◆ Texte à lire

****************

Conseil d'État, 7ème - 2ème chambres réunies, 24/03/2022, 449826

Texte intégral

RÉPUBLIQUE FRANCAISE
AU NOM DU PEUPLE FRANCAIS

Vu la procédure suivante :

Par une ordonnance du 5 octobre 2020, le juge commissaire du tribunal judiciaire de Toulouse a sursis à statuer sur l'action en revendication de propriété de la commune de Toulouse et lui a enjoint de saisir le tribunal administratif de Toulouse afin qu'il définisse la qualification juridique des conventions conclues entre elle et l'association La Photographie au Château d'eau (PACE) pour l'exploitation de la galerie du Château d'eau, ainsi que des œuvres et biens composant le fonds photographique et documentaire constitué par l'association dans ce cadre. La commune de Toulouse a demandé au tribunal administratif de Toulouse de qualifier les conventions conclues entre la commune et l'association entre 1985 et 2019 de délégations de service public et de qualifier les fonds photographique et documentaire constitués par l'association dans le cadre de ces conventions comme des biens de retour appartenant à la commune de Toulouse.

Par un jugement n° 2005649 du 2 février 2021, le tribunal a déclaré que les conventions conclues les 11 janvier 1985 et 4 mai 1987 sont des marchés publics, que les conventions conclues les 5 janvier 1998, 6 janvier 2003 et 29 janvier 2008 ainsi que l'ensemble contractuel conclu à compter de 2013 sont des conventions d'objectifs et de moyens assorties de subventions et a dit qu'il n'était pas en mesure de répondre à la question préjudicielle relative à la nature publique ou privée des biens dont il est demandé revendication devant le juge commissaire du tribunal judiciaire de Toulouse.

****************

◆ Entrées brutes
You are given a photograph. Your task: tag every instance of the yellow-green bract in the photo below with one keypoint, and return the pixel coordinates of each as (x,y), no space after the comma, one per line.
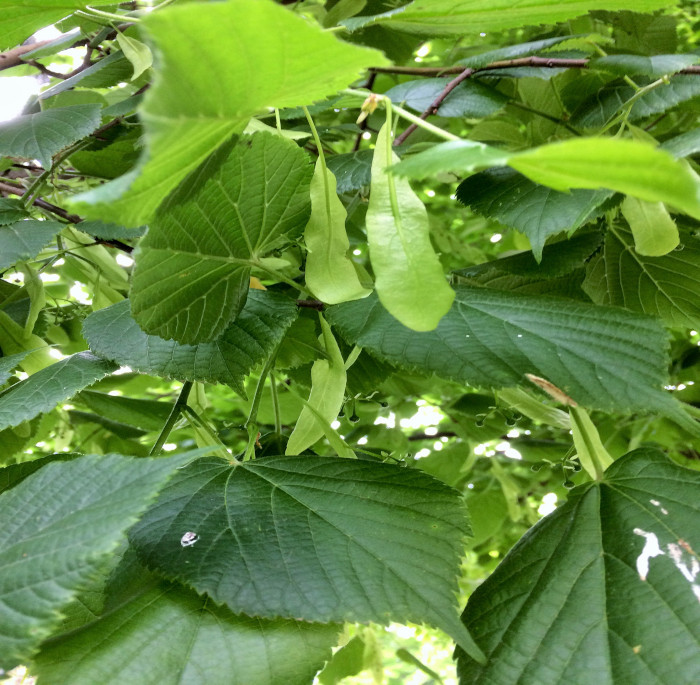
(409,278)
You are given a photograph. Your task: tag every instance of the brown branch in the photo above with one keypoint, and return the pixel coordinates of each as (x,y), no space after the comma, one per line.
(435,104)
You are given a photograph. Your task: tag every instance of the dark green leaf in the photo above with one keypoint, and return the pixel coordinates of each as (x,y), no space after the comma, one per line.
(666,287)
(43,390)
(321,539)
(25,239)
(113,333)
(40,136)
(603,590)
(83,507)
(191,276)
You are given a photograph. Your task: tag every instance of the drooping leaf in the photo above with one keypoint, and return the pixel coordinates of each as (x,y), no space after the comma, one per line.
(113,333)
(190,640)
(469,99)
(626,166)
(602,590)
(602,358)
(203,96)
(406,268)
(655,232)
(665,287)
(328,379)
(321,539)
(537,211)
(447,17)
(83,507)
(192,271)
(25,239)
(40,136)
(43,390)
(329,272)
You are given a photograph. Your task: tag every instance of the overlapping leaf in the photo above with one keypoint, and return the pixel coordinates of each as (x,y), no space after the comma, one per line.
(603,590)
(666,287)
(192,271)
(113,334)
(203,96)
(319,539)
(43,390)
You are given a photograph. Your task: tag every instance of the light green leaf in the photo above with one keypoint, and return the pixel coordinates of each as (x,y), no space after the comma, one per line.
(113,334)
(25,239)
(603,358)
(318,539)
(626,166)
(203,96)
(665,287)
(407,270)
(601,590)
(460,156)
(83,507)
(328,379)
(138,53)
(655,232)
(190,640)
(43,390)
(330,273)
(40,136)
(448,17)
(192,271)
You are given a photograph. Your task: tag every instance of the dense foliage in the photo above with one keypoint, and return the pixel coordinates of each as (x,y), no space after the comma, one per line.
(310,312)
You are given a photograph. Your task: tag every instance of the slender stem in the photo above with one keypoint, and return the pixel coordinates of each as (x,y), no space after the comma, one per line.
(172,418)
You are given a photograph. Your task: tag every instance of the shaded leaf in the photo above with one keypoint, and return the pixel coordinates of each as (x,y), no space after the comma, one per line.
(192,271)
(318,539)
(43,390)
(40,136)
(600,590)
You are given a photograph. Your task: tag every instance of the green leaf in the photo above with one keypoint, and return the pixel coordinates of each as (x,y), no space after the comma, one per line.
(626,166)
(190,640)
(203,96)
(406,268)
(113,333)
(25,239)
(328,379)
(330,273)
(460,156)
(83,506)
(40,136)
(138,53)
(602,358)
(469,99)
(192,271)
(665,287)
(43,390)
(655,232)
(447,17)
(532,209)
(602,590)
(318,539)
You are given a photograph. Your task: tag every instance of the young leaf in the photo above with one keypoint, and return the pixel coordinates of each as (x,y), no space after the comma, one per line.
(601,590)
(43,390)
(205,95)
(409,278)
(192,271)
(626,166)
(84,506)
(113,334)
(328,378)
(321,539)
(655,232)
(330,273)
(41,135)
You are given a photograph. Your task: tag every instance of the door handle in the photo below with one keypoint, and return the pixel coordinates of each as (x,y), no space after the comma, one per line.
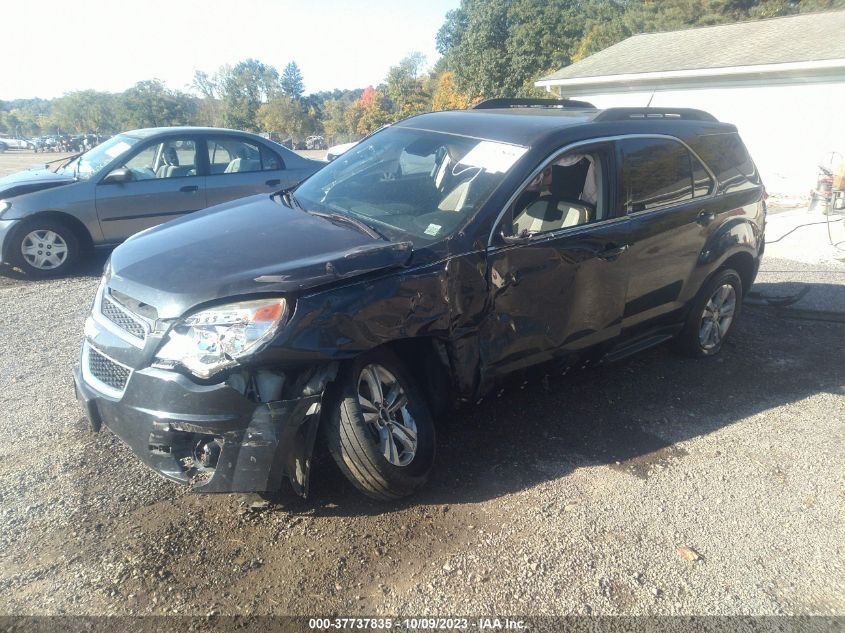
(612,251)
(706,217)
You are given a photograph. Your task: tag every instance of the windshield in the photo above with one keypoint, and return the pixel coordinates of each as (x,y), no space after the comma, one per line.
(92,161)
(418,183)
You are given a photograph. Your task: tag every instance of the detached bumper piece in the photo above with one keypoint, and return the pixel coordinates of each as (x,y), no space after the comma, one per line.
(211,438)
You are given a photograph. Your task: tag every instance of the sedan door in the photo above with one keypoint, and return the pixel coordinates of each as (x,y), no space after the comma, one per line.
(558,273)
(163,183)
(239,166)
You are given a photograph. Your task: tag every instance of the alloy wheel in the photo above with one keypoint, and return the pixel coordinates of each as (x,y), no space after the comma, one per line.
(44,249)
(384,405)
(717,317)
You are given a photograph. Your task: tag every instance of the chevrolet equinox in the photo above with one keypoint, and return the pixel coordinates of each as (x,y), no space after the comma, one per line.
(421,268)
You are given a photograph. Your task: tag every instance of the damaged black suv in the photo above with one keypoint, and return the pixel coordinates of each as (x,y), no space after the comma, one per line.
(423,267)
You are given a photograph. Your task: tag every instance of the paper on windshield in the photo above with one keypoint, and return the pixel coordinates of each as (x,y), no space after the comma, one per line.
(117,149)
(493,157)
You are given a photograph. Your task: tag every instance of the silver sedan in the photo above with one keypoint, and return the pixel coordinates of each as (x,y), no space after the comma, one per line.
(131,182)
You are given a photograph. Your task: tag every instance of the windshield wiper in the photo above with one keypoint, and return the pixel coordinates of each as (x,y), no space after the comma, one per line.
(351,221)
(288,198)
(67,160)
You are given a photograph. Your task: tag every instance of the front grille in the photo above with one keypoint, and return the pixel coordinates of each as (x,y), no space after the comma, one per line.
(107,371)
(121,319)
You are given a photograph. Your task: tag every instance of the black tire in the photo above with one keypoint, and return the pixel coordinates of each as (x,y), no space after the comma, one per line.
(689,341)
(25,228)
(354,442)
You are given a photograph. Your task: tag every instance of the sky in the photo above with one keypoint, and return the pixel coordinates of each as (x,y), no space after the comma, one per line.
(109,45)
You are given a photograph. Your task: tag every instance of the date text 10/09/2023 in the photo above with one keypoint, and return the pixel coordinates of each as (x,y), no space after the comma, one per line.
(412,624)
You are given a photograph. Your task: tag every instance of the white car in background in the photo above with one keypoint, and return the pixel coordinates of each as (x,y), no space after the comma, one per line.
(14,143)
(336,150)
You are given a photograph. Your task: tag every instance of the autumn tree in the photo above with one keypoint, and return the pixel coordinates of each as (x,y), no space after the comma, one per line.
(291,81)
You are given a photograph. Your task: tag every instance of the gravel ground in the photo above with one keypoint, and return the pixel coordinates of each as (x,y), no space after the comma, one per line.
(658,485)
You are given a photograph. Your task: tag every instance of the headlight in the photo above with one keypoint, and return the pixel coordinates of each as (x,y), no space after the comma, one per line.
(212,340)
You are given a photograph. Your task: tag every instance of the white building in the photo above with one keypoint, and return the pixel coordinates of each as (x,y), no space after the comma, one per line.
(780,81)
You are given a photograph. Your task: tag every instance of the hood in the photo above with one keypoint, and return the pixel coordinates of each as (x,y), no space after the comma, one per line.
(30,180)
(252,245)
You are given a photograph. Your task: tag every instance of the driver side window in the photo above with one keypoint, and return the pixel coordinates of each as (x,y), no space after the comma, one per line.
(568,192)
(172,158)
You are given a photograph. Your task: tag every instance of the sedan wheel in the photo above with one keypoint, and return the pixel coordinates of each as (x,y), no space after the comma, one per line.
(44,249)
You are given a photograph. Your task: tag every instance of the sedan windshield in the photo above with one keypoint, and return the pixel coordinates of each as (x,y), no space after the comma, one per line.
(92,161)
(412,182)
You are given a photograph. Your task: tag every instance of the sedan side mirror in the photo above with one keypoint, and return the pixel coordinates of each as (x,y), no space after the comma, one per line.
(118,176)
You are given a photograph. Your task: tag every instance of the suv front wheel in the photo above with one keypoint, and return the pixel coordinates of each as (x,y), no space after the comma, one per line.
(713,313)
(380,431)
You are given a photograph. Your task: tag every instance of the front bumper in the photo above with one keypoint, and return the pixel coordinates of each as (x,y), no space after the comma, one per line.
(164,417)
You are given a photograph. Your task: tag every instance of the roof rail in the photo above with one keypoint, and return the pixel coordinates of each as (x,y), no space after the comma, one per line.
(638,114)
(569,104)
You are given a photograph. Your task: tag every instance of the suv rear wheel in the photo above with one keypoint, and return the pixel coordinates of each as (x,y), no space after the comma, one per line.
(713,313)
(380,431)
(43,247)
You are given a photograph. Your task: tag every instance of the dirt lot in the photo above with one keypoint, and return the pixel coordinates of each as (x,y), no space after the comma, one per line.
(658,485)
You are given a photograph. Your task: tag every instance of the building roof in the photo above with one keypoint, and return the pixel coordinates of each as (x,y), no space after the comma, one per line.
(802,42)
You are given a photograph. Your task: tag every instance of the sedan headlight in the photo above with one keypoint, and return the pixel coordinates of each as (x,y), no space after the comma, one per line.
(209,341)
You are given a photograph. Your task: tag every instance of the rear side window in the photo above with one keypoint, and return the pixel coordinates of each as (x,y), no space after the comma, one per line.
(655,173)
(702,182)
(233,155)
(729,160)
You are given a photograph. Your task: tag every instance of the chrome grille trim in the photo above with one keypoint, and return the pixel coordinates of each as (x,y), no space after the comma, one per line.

****************

◆ Actions demandées
a – Condensez en liste le paragraphe de la décision du Conseil d'État qui s'ouvre sur « Par un jugement n° 2005649 », sans perdre ses faits principaux.
b – Recopiez à l'identique le passage de la décision du Conseil d'État qui va de « Par un jugement » à « judiciaire de Toulouse. ».

◆ Réponses par consigne
a –
- Jugement n° 2005649 du tribunal, rendu le 2 février 2021.
- Les conventions des 11 janvier 1985 et 4 mai 1987 sont des marchés publics.
- Les conventions des 5 janvier 1998, 6 janvier 2003 et 29 janvier 2008, ainsi que l'ensemble contractuel conclu à compter de 2013, sont des conventions d'objectifs et de moyens assorties de subventions.
- Le tribunal s'est déclaré hors d'état de répondre à la question préjudicielle sur la nature publique ou privée des biens revendiqués devant le juge commissaire du tribunal judiciaire de Toulouse.

b –
Par un jugement n° 2005649 du 2 février 2021, le tribunal a déclaré que les conventions conclues les 11 janvier 1985 et 4 mai 1987 sont des marchés publics, que les conventions conclues les 5 janvier 1998, 6 janvier 2003 et 29 janvier 2008 ainsi que l'ensemble contractuel conclu à compter de 2013 sont des conventions d'objectifs et de moyens assorties de subventions et a dit qu'il n'était pas en mesure de répondre à la question préjudicielle relative à la nature publique ou privée des biens dont il est demandé revendication devant le juge commissaire du tribunal judiciaire de Toulouse.